Excerpted passage =

The act assumes that people can benefit from Vocational Rehabilitation (VR) services regardless of the severity of their disability, if given appropriate services and supports. The burden of proof that a person with a disability cannot work is placed on the VR agency.
This Rehabilitation Act uses the same definition of transition as the IDEA in an effort to encourage collaboration between education and rehabilitation. There are three major areas of emphasis dealing directly with transition in the Act. It:
- uses the same definition of transition as IDEIA.
- reduces the gaps of services and barriers for consumers moving from public school systems to VR.
- requires that VR and education work together to fund and train young adults with disabilities to prepare them for meaningful employment.
There are key areas specific to transition discussed in the law, namely:
- Eligibility – the Act specifically states that existing documentation from education agencies should be used whenever possible as evidence that there is a mental or physical disability.
- Assessment – the rehab agency is to use documentation from other agencies, including education agencies in the development of the Individualized Plan for Employment (IPE).
- Career Development – the Act supports the development of a career as opposed to the emphasis on the attainment of a single job. This emphasis will allow more support of consumers in post-secondary programs, including colleges and universities.
- Individualized Plan for Employment (IPE) – to support coordination and collaboration, the IPE can be developed before a student leaves school to assure no break in service. This also allows the rapid, efficient, and appropriate determination of eligibility before exiting school.

Work to complete = Extend the passage on the Rehabilitation Act and the transition from school to vocational rehabilitation, picking up after its final sentence.

Data lines =
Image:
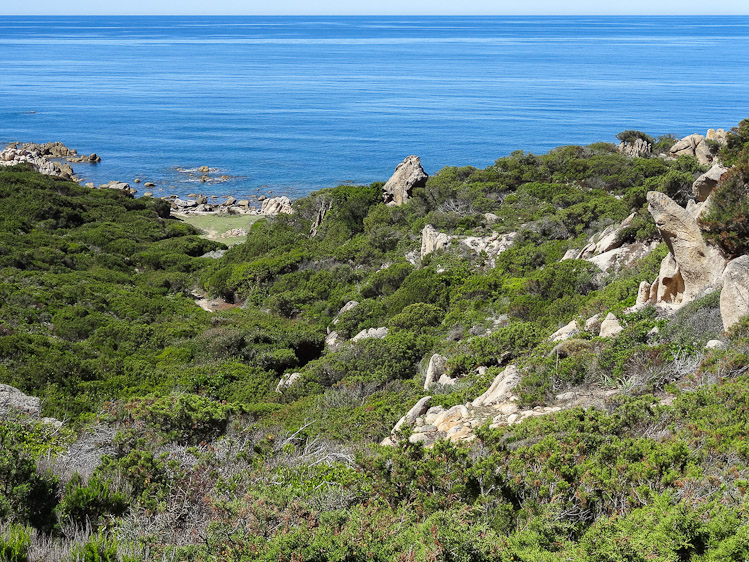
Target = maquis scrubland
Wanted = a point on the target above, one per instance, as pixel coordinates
(543, 360)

Exercise response =
- Funding – the Act requires the Department of Rehabilitation and Department of Education to develop agreements that include clarification of funding, i.e. who pays for what?
- Section 504: Anti-Discrimination – the Act contains provisions to safeguard the rights of people with disabilities. It gives them protection against discrimination in all programs receiving federal money as well as protection from discrimination by federal agencies or contractors.
Section 504 of the Rehabilitation Act: An Anti-Discrimination Law
The law states that, “No qualified individual with disabilities based upon their disability status, shall, solely by reason of her or his disability, be excluded from the participation in, be denied the benefits of, or be subjected to discrimination under any program or activity receiving federal financial assistance.”
A person has a disability within the definition of Section 504 if he or she:
- has a mental or physical impairment which substantially limits one or more of such person’s major life activities;
- has a record of such impairments; or
- is regarded as having such an impairment.
Section 504 emphasizes the following areas related to transition-age students:
- program accessibility, and
- requirements for post-secondary education.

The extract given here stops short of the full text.